#### GIVEN PASSAGE:
□ □ □ □
With 2013 behind us, the advancements made in Global Health are worthy of acknowledgement, and not limited to the following:
1. Child deaths from Malaria halved – A resounding achievement as stated by the WHO – global malaria mortality has been reduced by 45% globally and 49% in Africa as of 2013. Nearly 3.3 million lives were saved, primarily in 10 countries, and among children under 5 years of age. However, more needs to be done because over 6 million people need died from Malaria in 2012 alone. Insecticide treated bed-nets continue to be a useful weapon against Malaria and more need to be produced and distributed to ensure everyone is protected. Funding commitment from donor countries must remain strong to ensure treatment and control continue over a long term.
2. Ethiopia reached Millennium Development Goal 4 early – Ethiopia reached MDG 4 early by reducing under-5 mortality rates by two-thirds. Though Ethiopia has been a success story, India and Nigeria account for a third of the under-5 deaths in the world.
□ □ □ □
#### INFORMATION GIVEN:
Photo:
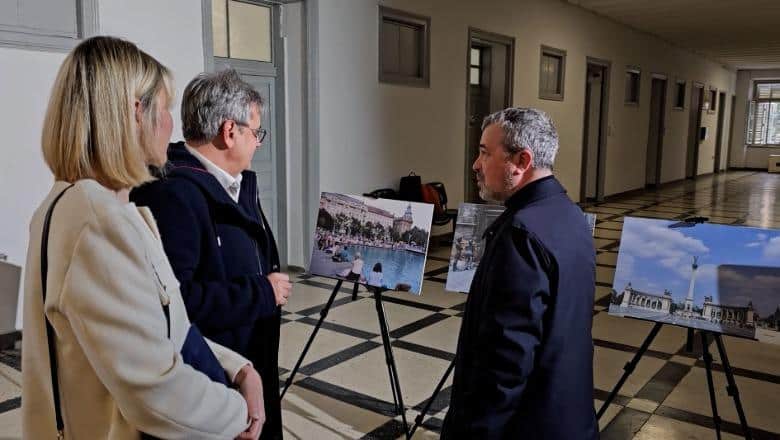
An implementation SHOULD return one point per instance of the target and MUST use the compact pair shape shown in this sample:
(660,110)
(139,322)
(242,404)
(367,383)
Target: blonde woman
(108,348)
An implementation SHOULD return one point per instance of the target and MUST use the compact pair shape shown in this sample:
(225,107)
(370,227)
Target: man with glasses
(213,229)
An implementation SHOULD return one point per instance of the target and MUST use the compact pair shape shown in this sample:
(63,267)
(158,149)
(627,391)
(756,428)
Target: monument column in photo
(689,299)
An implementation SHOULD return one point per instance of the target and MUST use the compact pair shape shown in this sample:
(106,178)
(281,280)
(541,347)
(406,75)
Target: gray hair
(527,128)
(212,98)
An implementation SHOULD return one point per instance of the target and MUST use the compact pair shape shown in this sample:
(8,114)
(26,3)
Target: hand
(251,387)
(282,287)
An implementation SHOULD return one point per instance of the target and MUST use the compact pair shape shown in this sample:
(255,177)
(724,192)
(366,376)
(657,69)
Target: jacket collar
(538,189)
(181,163)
□ □ □ □
#### YOUR INSTRUCTIONS:
From the passage on 2013 global health advances above, extract the stretch that starts at "2. Ethiopia reached" and stops after "in the world.", copying it word for word.

#### ANSWER TO THIS TASK:
2. Ethiopia reached Millennium Development Goal 4 early – Ethiopia reached MDG 4 early by reducing under-5 mortality rates by two-thirds. Though Ethiopia has been a success story, India and Nigeria account for a third of the under-5 deaths in the world.